* **ASSIGNMENT**: Your answer must be the lines from the one holding "Target: front grille" through the final line of the entries below, copied exactly, with no pictures.
··· RECORDS SUPPLIED
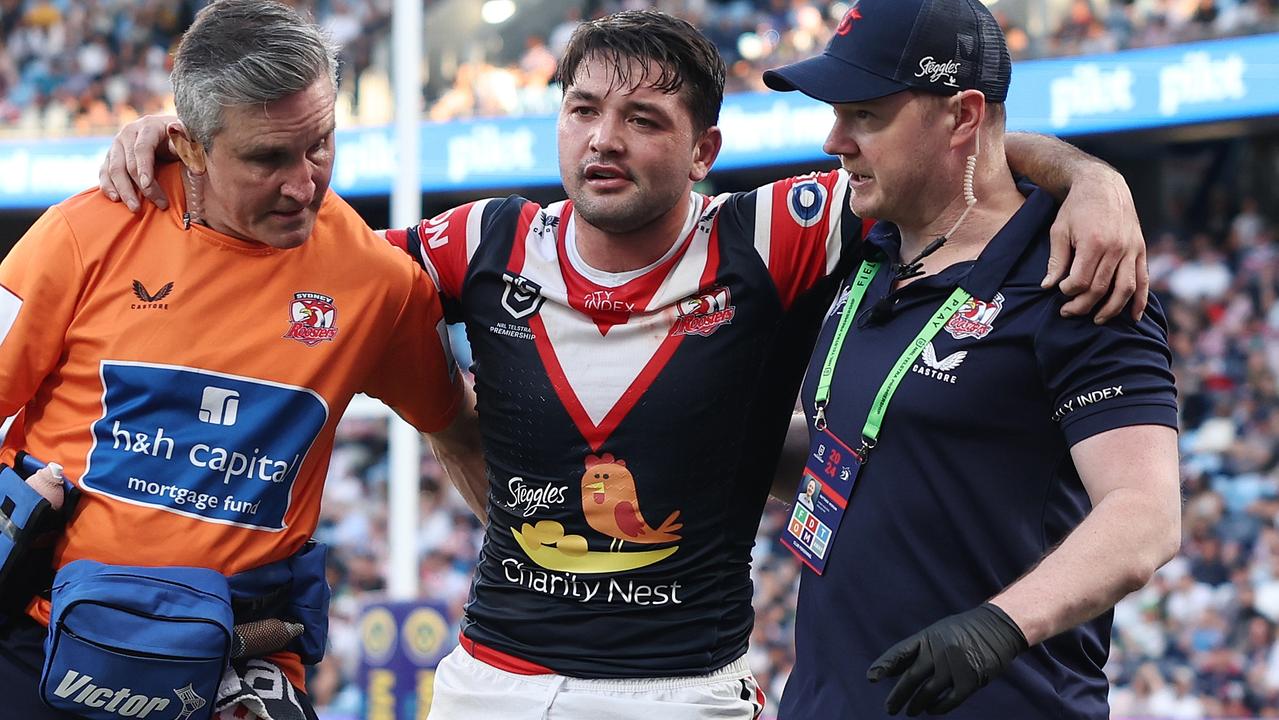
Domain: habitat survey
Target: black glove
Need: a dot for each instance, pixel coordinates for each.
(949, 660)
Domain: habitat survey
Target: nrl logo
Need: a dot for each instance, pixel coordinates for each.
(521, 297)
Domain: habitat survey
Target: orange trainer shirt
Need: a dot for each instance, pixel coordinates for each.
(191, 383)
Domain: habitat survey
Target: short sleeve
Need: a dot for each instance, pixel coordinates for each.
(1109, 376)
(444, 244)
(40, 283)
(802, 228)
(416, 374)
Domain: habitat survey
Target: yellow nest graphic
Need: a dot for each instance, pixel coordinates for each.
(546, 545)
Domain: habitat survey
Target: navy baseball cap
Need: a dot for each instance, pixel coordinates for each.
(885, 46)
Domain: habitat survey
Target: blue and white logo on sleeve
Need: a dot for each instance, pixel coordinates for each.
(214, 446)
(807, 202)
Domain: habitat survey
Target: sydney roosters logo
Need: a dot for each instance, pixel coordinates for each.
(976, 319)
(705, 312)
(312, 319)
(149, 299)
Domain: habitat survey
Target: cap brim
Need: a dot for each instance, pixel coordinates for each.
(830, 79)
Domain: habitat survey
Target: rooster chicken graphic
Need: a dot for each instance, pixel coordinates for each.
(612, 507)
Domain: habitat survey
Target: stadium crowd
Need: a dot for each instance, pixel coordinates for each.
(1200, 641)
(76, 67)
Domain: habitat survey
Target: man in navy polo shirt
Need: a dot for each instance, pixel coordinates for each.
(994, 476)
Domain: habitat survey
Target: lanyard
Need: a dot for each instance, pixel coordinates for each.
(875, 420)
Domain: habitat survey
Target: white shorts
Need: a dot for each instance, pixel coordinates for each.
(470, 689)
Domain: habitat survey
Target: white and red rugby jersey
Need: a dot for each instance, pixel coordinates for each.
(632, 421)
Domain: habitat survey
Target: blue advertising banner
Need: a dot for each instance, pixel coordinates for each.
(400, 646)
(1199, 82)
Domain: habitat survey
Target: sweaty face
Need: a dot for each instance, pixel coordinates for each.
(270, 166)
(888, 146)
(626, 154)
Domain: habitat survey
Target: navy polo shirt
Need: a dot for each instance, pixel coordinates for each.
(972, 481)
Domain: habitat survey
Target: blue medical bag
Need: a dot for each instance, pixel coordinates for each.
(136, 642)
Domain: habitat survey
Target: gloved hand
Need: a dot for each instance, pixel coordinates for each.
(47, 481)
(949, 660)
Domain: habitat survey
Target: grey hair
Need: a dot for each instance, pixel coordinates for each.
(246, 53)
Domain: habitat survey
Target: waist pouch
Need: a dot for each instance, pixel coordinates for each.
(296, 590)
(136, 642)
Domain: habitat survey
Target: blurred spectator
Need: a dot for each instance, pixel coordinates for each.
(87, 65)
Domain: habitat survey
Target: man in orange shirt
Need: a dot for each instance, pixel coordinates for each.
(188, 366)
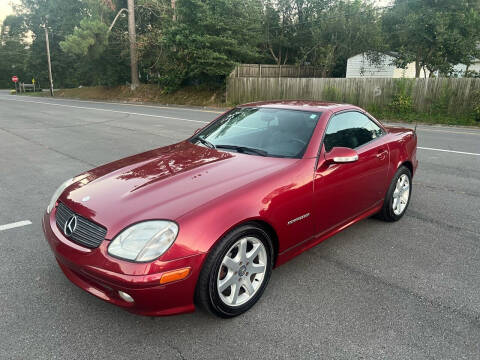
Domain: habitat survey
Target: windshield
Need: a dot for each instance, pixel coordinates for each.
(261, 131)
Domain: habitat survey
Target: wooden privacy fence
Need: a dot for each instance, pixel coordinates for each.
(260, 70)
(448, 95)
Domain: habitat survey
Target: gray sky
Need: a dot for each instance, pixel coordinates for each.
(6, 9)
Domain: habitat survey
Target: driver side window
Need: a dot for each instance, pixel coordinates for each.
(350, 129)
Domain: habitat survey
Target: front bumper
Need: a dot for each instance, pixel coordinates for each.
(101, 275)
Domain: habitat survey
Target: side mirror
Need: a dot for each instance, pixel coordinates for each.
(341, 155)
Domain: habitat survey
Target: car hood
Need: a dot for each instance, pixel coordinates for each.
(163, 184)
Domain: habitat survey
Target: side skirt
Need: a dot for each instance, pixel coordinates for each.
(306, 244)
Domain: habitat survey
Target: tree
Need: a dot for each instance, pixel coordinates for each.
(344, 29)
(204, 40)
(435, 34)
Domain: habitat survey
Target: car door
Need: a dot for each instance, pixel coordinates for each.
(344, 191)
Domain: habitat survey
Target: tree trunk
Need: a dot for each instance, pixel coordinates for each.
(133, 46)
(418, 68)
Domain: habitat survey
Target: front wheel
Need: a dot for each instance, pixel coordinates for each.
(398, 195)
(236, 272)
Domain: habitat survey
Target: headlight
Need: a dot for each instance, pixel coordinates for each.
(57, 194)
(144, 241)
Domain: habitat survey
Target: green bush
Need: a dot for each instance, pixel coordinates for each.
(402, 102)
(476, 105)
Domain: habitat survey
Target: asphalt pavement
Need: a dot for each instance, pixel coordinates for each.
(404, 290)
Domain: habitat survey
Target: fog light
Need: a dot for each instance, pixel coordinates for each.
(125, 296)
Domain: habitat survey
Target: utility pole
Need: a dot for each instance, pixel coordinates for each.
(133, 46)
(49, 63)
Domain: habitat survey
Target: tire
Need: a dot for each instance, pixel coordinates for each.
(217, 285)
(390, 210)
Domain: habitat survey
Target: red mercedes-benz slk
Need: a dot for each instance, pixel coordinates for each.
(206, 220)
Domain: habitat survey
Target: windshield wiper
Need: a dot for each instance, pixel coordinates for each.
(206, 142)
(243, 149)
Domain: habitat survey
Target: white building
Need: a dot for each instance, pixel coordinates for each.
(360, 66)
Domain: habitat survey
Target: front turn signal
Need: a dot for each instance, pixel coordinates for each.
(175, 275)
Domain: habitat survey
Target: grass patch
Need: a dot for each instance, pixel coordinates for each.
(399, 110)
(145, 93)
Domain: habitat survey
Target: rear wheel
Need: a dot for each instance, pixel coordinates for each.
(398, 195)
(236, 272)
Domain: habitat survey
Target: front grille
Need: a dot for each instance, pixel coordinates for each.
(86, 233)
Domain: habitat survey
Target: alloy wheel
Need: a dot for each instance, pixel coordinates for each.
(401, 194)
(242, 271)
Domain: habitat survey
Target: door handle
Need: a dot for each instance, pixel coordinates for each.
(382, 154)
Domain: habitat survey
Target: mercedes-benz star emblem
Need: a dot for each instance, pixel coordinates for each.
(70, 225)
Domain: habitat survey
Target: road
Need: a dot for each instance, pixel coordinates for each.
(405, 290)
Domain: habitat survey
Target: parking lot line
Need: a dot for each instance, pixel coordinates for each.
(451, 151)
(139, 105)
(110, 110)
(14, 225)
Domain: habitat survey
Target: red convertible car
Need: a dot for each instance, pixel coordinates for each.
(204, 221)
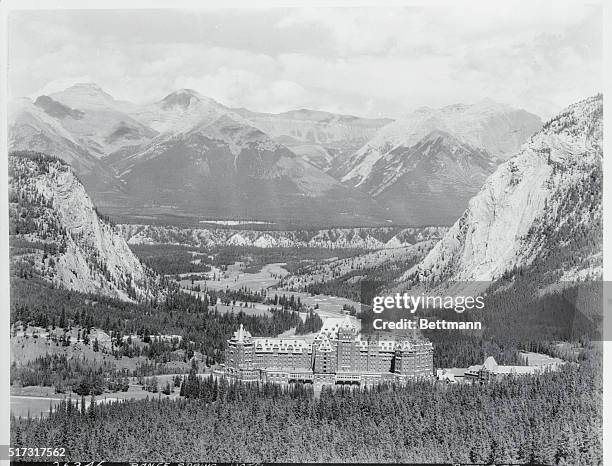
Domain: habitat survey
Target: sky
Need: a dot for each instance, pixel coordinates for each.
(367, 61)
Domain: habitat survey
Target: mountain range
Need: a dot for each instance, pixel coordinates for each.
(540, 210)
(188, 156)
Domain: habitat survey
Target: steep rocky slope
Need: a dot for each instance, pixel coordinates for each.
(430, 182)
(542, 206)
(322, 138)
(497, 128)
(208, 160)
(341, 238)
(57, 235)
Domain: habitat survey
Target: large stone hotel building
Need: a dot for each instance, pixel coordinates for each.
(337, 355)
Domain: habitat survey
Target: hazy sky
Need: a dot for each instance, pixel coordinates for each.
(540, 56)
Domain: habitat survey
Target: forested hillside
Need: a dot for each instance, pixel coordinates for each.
······
* **ANSWER SECTION**:
Target: front grille
Need: a dot for each instance, pixel coordinates for each.
(86, 233)
Domain: habitat survey
Target: alloy wheel
Need: a dot for each instance, pixel coordinates for each.
(401, 194)
(242, 271)
Domain: habitat survey
Target: door handle
Need: a dot for each instance, pixel coordinates for each.
(382, 154)
Domain: habitat survey
Target: mercedes-benz star emblem
Need: a dot for each instance, pixel coordinates for each.
(70, 225)
Domain: habitat survey
Target: road
Need: a dot for each instance, pixel coordinates for each.
(405, 290)
Domain: habitat survey
Target: parking lot line
Need: a dot for each instance, pixel coordinates for each.
(451, 151)
(139, 105)
(110, 110)
(14, 225)
Domain: habitat survey
Target: red convertible car
Need: a dot for each instance, pixel coordinates for each.
(204, 221)
Domain: habitat survey
Target: sky
Need: a dot for each instance, pixel coordinates for each.
(367, 61)
Domain: habitat survey
Target: mountain range
Need: a dot for each instance, pixel coordinates for each.
(540, 210)
(188, 156)
Domain: habitat survey
Target: steep rocky slope
Need: a dot for each instance, pixel coordinates for each.
(430, 182)
(542, 206)
(322, 138)
(497, 128)
(208, 160)
(341, 238)
(57, 235)
Domain: habitat survey
Target: large stone hotel building
Need: a dot for each instance, pixel coordinates for each.
(337, 355)
Domain: habitat survey
Target: hazy sky
Need: a dot for each instance, pixel coordinates for each.
(540, 56)
Domain: habitat survey
Target: forested hillside
Need: a dot for each instance, pixel coordinates for each.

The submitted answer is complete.